In der Verlängerung wurde es gänzlich verrückt. Zunächst gingen die Franzosen mit 3:1 in Führung, dann konnten Karl-Heinz Rummenigge und Klaus Fischer doch noch für die deutsche Mannschaft ausgleichen. Im Elfmeterschießen setzte sich Deutschland schließlich durch. Doch ganz Frankreich sprach nur noch von dem „hässlichen Deutschen“ und der „Schumacher SS“. Bundeskanzler Helmut Schmidt und Präsident François Mitterand sahen sich schließlich gar genötigt mit einer gemeinsamen Presseerklärung die Wogen zu glätten und Schlimmeres zu verhindern. Schumacher bat um Entschuldigung, Battiston nahm sie an.

Vorliegende Datensätze:
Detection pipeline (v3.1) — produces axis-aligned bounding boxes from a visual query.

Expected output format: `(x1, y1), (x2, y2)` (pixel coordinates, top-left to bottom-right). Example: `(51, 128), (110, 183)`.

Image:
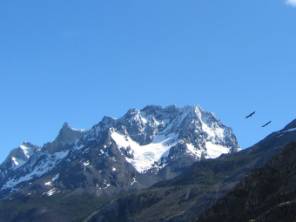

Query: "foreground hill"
(197, 143), (296, 222)
(89, 121), (296, 222)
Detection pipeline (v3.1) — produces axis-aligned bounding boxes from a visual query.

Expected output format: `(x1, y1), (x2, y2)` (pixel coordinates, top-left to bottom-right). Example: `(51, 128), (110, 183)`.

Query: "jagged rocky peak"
(43, 123), (86, 153)
(107, 106), (239, 173)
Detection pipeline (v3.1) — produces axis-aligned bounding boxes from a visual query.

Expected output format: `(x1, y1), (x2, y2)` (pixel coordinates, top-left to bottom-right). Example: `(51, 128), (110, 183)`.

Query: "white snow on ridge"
(1, 151), (69, 190)
(206, 142), (230, 159)
(111, 131), (176, 173)
(20, 144), (32, 158)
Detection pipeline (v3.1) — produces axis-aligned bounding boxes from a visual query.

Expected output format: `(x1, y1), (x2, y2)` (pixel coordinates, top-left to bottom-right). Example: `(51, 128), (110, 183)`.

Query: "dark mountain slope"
(90, 119), (296, 222)
(197, 143), (296, 222)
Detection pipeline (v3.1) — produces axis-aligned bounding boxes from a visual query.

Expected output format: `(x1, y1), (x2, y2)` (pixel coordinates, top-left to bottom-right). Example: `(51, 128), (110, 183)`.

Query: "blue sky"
(0, 0), (296, 160)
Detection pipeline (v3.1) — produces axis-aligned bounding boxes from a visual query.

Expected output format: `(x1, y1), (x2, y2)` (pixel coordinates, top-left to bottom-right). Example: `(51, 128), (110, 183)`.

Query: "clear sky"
(0, 0), (296, 160)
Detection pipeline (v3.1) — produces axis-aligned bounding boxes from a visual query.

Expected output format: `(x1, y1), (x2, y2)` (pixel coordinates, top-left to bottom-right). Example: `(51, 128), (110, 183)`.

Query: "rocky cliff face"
(0, 106), (238, 197)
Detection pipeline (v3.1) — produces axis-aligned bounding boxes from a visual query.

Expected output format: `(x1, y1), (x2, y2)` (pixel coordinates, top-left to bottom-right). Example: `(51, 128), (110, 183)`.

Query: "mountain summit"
(0, 106), (239, 197)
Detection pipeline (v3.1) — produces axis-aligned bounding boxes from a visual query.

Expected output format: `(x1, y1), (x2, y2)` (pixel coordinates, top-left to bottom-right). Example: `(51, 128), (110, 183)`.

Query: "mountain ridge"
(0, 105), (239, 197)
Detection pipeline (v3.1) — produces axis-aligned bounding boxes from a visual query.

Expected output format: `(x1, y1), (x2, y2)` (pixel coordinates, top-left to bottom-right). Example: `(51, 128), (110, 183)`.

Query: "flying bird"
(246, 111), (256, 119)
(262, 121), (272, 128)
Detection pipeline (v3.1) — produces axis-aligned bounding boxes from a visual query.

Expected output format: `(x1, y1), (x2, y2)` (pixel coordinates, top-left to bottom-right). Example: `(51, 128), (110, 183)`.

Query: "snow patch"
(206, 142), (230, 159)
(111, 131), (177, 173)
(46, 188), (57, 197)
(1, 151), (69, 190)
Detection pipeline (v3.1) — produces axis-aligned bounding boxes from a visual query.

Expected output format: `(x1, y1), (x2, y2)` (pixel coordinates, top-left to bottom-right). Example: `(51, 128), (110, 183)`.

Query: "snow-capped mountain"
(0, 106), (238, 196)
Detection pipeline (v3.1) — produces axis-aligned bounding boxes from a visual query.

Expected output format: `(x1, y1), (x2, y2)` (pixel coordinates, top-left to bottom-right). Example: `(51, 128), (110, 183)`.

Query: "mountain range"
(0, 106), (296, 222)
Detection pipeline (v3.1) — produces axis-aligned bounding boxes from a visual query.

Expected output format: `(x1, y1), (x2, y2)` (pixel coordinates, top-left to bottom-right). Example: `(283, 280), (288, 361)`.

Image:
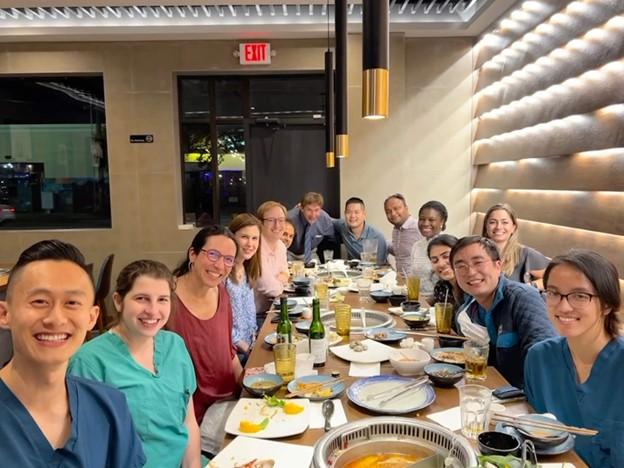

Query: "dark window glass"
(0, 76), (111, 229)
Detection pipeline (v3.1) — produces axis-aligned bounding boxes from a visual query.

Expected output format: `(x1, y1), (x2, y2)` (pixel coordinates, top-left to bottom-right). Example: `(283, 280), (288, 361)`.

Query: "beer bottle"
(276, 296), (292, 343)
(310, 298), (327, 367)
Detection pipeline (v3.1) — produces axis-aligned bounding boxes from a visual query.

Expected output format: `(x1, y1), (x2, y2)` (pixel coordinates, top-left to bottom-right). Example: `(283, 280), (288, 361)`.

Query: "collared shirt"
(388, 216), (423, 275)
(334, 219), (388, 265)
(288, 207), (334, 262)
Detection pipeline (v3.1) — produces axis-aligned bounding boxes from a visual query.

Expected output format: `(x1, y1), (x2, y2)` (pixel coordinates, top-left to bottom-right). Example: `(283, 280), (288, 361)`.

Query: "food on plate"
(349, 341), (368, 353)
(238, 418), (269, 434)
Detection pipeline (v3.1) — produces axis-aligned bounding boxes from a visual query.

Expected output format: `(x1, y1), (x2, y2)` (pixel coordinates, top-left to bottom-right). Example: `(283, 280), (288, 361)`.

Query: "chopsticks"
(286, 378), (344, 398)
(491, 413), (598, 436)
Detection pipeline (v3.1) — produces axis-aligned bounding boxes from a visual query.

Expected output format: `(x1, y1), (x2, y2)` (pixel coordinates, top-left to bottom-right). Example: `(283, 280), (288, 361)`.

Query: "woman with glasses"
(225, 213), (262, 366)
(524, 250), (624, 468)
(481, 203), (548, 283)
(254, 201), (289, 328)
(168, 226), (242, 440)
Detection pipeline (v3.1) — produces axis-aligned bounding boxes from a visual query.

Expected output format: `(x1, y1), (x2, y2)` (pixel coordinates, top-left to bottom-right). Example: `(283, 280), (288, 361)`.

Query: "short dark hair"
(345, 197), (366, 210)
(427, 234), (457, 257)
(544, 249), (622, 337)
(450, 236), (500, 267)
(7, 239), (93, 294)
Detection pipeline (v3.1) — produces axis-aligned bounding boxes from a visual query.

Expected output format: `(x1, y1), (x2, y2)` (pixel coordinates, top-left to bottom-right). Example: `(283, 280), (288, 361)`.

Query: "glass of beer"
(464, 341), (490, 380)
(434, 302), (453, 333)
(336, 303), (351, 341)
(407, 275), (420, 301)
(273, 343), (297, 383)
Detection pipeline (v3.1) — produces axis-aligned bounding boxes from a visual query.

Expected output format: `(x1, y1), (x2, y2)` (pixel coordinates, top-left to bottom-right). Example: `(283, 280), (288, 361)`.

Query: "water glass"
(459, 385), (492, 439)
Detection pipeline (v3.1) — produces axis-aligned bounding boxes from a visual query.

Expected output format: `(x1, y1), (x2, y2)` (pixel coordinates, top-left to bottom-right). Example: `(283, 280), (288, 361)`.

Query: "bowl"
(388, 294), (407, 307)
(477, 431), (520, 456)
(401, 301), (420, 312)
(425, 363), (464, 387)
(243, 373), (284, 397)
(401, 312), (429, 328)
(370, 290), (391, 304)
(390, 348), (431, 376)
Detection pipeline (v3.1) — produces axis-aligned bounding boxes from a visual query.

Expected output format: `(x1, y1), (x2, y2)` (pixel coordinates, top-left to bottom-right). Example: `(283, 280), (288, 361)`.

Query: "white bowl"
(390, 348), (431, 376)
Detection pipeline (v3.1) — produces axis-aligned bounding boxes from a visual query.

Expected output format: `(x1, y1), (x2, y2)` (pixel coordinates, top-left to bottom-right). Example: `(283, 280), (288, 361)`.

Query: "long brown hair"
(481, 203), (522, 276)
(230, 213), (262, 287)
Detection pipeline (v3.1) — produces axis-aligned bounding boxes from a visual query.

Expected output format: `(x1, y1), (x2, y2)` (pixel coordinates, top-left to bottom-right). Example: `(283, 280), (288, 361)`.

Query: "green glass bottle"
(277, 296), (292, 343)
(310, 298), (327, 367)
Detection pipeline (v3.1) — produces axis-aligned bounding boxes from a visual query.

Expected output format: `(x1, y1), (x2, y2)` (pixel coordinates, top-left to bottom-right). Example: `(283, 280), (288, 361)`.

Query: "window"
(0, 76), (111, 230)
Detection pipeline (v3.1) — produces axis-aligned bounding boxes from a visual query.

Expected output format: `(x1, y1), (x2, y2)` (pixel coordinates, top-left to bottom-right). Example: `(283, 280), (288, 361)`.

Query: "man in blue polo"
(450, 236), (557, 388)
(334, 197), (388, 265)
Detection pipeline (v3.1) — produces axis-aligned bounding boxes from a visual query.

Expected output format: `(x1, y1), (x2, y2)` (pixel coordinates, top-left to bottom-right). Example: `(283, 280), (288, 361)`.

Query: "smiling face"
(384, 197), (409, 227)
(0, 260), (98, 366)
(429, 245), (455, 281)
(189, 235), (236, 288)
(453, 244), (501, 306)
(418, 208), (444, 239)
(547, 263), (606, 338)
(234, 226), (260, 260)
(485, 209), (518, 244)
(113, 275), (171, 339)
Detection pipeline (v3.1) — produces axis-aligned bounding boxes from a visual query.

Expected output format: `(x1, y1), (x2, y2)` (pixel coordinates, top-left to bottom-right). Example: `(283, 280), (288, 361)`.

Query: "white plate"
(329, 340), (394, 364)
(225, 398), (310, 439)
(206, 436), (314, 468)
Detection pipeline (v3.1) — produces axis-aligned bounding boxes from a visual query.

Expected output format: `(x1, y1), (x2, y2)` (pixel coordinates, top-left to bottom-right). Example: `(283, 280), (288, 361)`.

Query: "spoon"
(321, 400), (334, 432)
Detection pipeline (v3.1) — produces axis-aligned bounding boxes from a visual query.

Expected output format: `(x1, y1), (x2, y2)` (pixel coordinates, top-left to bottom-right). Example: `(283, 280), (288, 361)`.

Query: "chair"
(95, 254), (115, 333)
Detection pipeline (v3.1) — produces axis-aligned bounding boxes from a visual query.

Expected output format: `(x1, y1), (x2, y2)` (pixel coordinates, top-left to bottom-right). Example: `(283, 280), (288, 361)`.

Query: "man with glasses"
(450, 236), (556, 388)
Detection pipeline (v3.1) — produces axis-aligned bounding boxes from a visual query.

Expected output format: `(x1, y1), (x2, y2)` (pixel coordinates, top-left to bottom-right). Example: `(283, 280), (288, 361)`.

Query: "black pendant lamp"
(334, 0), (349, 158)
(362, 0), (390, 120)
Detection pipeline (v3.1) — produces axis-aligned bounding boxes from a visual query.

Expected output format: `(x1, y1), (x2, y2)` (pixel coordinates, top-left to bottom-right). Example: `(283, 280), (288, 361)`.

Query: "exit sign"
(238, 42), (271, 65)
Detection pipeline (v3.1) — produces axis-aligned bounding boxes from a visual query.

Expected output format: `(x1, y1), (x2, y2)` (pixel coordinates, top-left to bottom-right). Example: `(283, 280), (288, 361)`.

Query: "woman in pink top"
(254, 201), (289, 329)
(167, 226), (242, 424)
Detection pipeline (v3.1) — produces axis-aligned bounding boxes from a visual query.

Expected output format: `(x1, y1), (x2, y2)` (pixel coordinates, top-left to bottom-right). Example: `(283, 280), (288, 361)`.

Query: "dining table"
(225, 291), (587, 468)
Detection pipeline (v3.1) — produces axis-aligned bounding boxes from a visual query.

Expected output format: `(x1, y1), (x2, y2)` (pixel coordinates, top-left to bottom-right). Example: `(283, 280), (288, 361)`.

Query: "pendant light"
(362, 0), (390, 120)
(334, 0), (349, 158)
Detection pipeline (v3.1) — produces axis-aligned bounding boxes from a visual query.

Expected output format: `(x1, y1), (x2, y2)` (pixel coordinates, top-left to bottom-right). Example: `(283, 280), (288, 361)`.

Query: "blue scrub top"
(0, 376), (145, 468)
(524, 337), (624, 468)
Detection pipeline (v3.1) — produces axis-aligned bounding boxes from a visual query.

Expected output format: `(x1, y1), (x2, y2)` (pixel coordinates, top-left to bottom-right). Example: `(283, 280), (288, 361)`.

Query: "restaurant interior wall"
(0, 35), (472, 275)
(473, 0), (624, 277)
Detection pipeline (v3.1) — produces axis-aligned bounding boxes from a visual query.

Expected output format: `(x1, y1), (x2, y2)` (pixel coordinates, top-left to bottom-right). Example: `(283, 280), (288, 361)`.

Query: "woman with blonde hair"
(481, 203), (548, 283)
(225, 213), (262, 366)
(254, 201), (289, 328)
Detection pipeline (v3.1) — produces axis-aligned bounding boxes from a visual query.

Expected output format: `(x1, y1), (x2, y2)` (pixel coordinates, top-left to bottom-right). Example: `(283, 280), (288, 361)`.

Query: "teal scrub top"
(68, 331), (197, 468)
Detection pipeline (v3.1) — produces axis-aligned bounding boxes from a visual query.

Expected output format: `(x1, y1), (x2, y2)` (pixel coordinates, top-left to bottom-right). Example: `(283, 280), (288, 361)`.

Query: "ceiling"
(0, 0), (516, 42)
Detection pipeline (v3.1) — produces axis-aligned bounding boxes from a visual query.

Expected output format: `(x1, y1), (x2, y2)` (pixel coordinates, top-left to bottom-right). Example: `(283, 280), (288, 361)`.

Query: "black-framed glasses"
(544, 289), (598, 308)
(200, 249), (236, 267)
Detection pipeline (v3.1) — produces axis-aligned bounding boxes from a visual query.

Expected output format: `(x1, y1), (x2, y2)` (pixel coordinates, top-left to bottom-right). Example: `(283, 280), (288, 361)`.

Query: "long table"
(240, 293), (587, 468)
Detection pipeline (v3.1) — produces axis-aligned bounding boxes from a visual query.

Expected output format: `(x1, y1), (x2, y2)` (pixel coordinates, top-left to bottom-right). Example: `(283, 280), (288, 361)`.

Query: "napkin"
(310, 398), (348, 429)
(349, 362), (381, 377)
(427, 406), (461, 431)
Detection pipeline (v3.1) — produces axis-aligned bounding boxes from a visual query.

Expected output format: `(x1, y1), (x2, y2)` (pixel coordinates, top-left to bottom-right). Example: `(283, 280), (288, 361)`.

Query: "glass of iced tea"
(464, 341), (490, 380)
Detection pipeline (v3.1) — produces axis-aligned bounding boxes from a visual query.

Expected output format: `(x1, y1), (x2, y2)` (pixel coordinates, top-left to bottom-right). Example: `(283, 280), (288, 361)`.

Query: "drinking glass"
(464, 341), (490, 380)
(459, 385), (492, 439)
(273, 343), (297, 383)
(434, 302), (453, 333)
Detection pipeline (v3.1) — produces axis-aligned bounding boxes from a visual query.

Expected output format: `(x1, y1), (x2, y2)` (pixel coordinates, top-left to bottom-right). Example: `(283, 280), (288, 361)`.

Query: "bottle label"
(310, 338), (327, 364)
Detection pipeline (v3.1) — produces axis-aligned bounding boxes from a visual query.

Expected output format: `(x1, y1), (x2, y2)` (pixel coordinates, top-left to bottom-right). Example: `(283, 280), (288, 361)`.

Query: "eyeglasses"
(262, 218), (286, 224)
(200, 249), (236, 267)
(544, 289), (598, 308)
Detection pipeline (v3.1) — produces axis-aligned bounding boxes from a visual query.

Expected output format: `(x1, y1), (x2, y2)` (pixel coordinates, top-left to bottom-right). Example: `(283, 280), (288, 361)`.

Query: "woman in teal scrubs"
(524, 250), (624, 468)
(69, 260), (200, 468)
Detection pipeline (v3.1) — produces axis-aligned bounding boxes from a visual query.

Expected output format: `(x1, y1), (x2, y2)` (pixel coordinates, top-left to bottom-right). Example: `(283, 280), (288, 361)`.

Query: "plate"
(206, 436), (314, 468)
(329, 340), (394, 364)
(225, 398), (310, 439)
(288, 375), (345, 401)
(430, 348), (466, 367)
(366, 328), (407, 343)
(347, 375), (436, 414)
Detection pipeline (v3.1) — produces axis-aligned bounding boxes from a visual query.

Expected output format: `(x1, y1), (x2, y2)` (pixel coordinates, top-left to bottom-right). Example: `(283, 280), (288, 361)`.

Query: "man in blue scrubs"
(0, 240), (145, 468)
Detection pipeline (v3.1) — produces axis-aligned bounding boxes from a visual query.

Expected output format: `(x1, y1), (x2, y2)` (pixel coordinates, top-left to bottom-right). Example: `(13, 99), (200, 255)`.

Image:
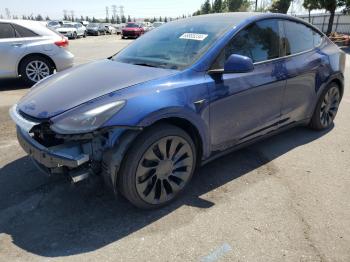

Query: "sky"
(0, 0), (204, 19)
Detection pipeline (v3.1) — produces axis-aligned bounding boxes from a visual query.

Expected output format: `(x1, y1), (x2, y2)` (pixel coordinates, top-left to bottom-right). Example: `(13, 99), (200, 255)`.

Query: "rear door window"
(12, 24), (38, 37)
(283, 21), (322, 55)
(0, 23), (16, 38)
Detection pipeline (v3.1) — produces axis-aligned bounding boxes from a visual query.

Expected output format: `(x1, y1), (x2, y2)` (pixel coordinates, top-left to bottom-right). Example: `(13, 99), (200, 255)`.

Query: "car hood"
(18, 59), (178, 119)
(56, 27), (74, 32)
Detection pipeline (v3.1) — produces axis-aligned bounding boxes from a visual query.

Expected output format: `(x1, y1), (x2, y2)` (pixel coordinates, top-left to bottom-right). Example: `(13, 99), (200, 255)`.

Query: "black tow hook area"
(69, 169), (92, 183)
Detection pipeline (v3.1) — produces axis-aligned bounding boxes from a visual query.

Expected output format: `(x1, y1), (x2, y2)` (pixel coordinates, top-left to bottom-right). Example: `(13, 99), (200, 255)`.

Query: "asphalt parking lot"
(0, 36), (350, 261)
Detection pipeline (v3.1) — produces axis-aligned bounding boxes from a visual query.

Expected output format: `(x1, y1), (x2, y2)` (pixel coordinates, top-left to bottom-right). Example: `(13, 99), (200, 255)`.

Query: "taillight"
(55, 38), (69, 47)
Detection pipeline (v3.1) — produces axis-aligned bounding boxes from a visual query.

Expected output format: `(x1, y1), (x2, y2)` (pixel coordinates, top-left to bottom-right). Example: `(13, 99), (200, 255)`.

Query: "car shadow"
(0, 78), (30, 92)
(0, 127), (329, 257)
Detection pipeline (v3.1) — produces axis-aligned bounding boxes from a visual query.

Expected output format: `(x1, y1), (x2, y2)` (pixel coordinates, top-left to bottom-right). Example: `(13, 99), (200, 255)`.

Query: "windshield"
(62, 24), (74, 28)
(126, 23), (138, 27)
(47, 21), (60, 26)
(113, 19), (232, 70)
(87, 24), (98, 28)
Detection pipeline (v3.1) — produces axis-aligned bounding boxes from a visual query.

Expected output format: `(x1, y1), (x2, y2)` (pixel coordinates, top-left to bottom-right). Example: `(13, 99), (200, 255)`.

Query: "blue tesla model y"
(10, 12), (345, 209)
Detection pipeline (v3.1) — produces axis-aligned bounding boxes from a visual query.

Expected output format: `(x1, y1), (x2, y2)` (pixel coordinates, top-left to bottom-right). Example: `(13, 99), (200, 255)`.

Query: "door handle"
(11, 43), (23, 47)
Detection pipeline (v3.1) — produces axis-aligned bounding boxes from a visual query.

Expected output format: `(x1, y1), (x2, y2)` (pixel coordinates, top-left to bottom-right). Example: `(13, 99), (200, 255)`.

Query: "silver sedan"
(0, 20), (74, 85)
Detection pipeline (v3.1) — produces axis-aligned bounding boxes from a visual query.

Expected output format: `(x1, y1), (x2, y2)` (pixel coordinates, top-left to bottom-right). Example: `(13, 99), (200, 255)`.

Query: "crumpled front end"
(10, 105), (110, 182)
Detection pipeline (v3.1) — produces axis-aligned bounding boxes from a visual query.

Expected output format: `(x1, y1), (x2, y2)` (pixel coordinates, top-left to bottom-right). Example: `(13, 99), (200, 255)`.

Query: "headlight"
(50, 101), (125, 134)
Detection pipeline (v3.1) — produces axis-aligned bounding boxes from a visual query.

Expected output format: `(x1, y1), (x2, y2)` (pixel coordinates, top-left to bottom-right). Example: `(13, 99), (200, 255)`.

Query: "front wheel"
(310, 83), (341, 130)
(118, 124), (197, 209)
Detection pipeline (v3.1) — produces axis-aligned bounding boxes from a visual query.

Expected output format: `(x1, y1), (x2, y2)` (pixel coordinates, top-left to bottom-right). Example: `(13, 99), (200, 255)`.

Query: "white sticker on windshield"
(179, 33), (208, 41)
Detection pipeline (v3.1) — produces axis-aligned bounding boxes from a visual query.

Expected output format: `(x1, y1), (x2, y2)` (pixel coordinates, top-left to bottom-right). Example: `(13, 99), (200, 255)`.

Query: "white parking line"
(200, 243), (232, 262)
(0, 140), (18, 149)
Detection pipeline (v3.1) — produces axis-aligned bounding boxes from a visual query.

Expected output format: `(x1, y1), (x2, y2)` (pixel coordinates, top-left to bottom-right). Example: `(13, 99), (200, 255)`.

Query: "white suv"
(0, 20), (74, 85)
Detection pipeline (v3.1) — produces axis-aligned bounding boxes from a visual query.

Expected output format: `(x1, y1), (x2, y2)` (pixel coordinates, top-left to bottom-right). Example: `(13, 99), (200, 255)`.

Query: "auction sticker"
(179, 33), (208, 41)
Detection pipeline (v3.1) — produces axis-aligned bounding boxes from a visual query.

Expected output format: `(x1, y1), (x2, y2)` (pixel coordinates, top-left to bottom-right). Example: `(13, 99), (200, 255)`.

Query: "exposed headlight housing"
(50, 101), (125, 134)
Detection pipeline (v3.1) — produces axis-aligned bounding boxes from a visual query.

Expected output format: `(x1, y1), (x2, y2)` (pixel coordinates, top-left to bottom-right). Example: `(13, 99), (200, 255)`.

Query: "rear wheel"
(310, 83), (341, 130)
(118, 124), (197, 209)
(19, 56), (54, 85)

Aufgabenstellung:
Wer glich laut Seitentext nach der französischen 3:1-Führung in der Verlängerung für die deutsche Mannschaft aus?

Deine Antwort:
Karl-Heinz Rummenigge und Klaus Fischer.